↓↓↓

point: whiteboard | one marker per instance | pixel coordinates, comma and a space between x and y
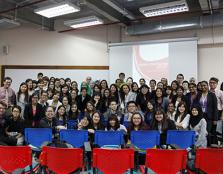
20, 75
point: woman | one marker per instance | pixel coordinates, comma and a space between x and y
160, 100
33, 112
199, 125
61, 116
142, 98
74, 113
65, 103
137, 123
114, 93
22, 97
162, 124
125, 96
15, 126
149, 114
114, 125
182, 117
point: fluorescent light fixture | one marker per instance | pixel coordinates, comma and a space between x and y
165, 8
57, 9
83, 22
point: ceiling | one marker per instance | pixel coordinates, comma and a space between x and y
22, 11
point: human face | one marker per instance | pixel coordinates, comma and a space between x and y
171, 108
49, 113
61, 111
194, 112
131, 108
149, 106
96, 118
125, 89
159, 117
112, 122
113, 106
90, 107
15, 113
23, 88
204, 87
74, 108
113, 89
181, 109
7, 83
44, 96
136, 119
65, 89
144, 90
160, 85
65, 101
35, 99
213, 84
192, 88
2, 110
159, 93
180, 79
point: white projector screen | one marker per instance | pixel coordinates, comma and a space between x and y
154, 60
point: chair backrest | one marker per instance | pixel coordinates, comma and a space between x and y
145, 139
181, 138
209, 160
166, 161
74, 137
71, 124
36, 136
110, 161
62, 160
102, 138
14, 157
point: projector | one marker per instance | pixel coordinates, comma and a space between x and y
7, 23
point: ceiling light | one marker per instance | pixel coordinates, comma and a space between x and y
57, 9
165, 8
83, 22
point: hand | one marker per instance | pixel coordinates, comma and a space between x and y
91, 131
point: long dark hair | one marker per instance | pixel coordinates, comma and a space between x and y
26, 93
178, 112
164, 122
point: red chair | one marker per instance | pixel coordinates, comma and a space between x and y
110, 161
209, 160
14, 157
166, 161
62, 160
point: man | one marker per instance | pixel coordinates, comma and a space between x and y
213, 83
7, 95
4, 140
180, 79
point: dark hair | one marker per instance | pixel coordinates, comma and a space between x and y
7, 78
214, 79
115, 118
178, 113
164, 122
20, 92
17, 107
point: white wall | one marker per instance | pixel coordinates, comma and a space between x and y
31, 46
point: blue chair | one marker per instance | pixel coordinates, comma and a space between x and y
145, 139
181, 138
71, 124
36, 136
103, 138
74, 137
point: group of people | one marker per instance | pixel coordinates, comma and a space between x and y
123, 106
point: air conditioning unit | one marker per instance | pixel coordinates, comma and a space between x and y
7, 23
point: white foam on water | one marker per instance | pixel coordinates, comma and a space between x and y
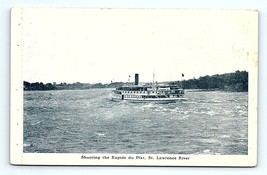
225, 136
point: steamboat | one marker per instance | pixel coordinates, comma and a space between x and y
148, 93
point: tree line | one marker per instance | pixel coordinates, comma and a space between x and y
237, 81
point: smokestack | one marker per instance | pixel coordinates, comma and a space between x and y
136, 79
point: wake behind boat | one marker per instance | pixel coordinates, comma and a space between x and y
148, 93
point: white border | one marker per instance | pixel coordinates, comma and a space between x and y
16, 121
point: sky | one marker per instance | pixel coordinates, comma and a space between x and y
104, 45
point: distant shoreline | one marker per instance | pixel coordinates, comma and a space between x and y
234, 82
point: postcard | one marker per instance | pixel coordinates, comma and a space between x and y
133, 87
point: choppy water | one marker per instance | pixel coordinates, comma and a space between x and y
86, 121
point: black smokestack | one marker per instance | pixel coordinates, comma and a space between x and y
136, 79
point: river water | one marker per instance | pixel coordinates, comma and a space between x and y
87, 121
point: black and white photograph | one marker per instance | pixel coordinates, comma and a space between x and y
143, 87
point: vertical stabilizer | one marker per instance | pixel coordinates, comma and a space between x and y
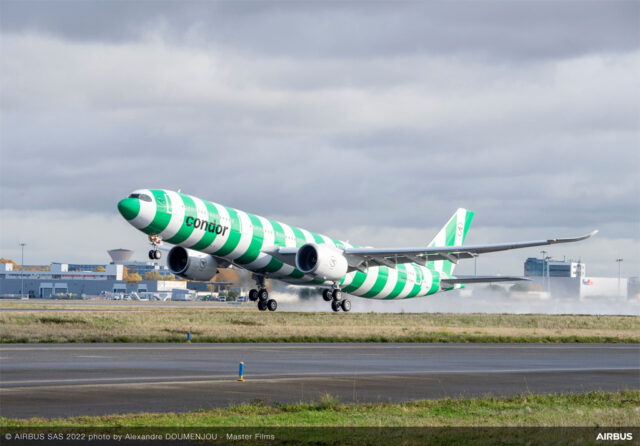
451, 234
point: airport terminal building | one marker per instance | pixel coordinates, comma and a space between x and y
568, 279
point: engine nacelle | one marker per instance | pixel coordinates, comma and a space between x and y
192, 265
322, 260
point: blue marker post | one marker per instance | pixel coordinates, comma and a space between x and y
241, 372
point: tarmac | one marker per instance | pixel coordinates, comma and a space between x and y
55, 380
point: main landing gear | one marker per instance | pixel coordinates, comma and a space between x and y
155, 253
262, 296
337, 302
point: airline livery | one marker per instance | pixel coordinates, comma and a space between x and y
208, 235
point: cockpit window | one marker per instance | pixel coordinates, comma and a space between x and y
142, 197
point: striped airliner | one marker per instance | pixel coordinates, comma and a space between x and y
207, 233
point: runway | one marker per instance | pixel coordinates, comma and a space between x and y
53, 380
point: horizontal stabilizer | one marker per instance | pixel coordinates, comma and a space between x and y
480, 279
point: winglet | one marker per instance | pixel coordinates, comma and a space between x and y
574, 239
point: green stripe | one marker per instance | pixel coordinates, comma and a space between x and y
358, 280
161, 219
234, 233
401, 282
300, 240
256, 242
278, 234
185, 231
418, 285
467, 223
273, 266
381, 281
435, 282
450, 240
209, 237
296, 274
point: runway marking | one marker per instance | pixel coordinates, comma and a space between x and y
258, 379
187, 347
276, 376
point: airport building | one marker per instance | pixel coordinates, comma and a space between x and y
568, 279
84, 280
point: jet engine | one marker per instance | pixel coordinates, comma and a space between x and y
322, 260
192, 265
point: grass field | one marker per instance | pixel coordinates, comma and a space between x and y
588, 409
149, 322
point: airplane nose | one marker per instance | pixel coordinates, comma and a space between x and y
129, 208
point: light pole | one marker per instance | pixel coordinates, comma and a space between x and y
619, 269
22, 245
544, 263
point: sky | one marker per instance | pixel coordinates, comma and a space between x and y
367, 121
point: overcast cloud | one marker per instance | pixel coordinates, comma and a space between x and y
368, 121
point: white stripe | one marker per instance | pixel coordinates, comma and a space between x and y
307, 236
427, 281
327, 240
177, 215
220, 239
348, 279
267, 243
246, 235
147, 210
411, 281
289, 236
369, 281
392, 279
197, 233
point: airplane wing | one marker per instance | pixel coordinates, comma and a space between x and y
390, 257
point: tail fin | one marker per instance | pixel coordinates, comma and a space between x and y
451, 234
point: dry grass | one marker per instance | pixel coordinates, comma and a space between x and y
588, 409
149, 322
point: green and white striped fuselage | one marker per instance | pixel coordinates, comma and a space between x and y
245, 240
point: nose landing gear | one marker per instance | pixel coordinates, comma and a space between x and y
262, 295
337, 302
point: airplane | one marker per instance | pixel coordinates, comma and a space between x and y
208, 235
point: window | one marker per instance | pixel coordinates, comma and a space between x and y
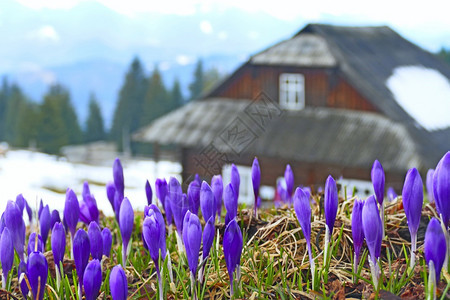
292, 91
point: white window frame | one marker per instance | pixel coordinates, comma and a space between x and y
246, 185
292, 91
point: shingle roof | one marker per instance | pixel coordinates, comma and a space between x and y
316, 135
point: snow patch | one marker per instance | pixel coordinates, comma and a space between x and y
423, 93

↑↑↑

Given request => Rewrite every line from the one containing "point: grass field" through the last line of the rows above, keeping the lines that name what to point at unchanged, and multiply each point coordinate by 0.85, rounding to whole numbers with halves rounded up. Leave out the pictures.

Result for this task =>
point: grass field | one marker per instance | pixel coordinates, comma and a space between x and y
500, 348
127, 274
point: airplane nose | one marker per instance | pixel coordinates, comma and a space between x and y
110, 177
point: light pole | one marker per instance | pixel coordinates, comma and a space between x and y
526, 229
19, 208
462, 224
point: sky | one marker per instance | pixel coordinates, comma and a space between x and y
312, 103
point: overcast cloud | one marker per instance | pixel coordinates, comma and a space between x and y
313, 103
point: white stripe | one marker per instance | pixel coordinates, comma and a space between x and y
261, 201
363, 239
278, 204
150, 183
187, 203
296, 237
227, 207
209, 200
125, 179
349, 239
246, 201
314, 239
333, 237
167, 198
point: airplane wing | one marker per instance | pixel coordinates, comma and a space between x and y
332, 218
point: tail fin | one marker per instance | pixel coordinates, comma and a space between x and y
383, 199
point: dry grass | one marker per instance | pixel coordinates, comma and a space between x and y
500, 348
127, 274
point: green and white striped fuselage | one marker per instance | pixel coordinates, comma and a space between x and y
208, 204
point: nose landing gear | one marker per instance | pixel coordinates, comma and a space between x and y
223, 251
286, 257
point: airplane | one marker per instance | pixel coordinates, comma and a space between x and y
177, 200
point: window | one marker per instance | pixel coordinates, comma and a space between x and y
248, 77
point: white window frame | one marker per instance | pixel coordinates, comma and a space between x and y
209, 157
248, 77
point: shingle roof | one marker per instance | pixel coordinates, comma and a space between x and y
269, 115
point: snow patch | one marker per instance | pixel coordinates, comma and a space between x and y
360, 79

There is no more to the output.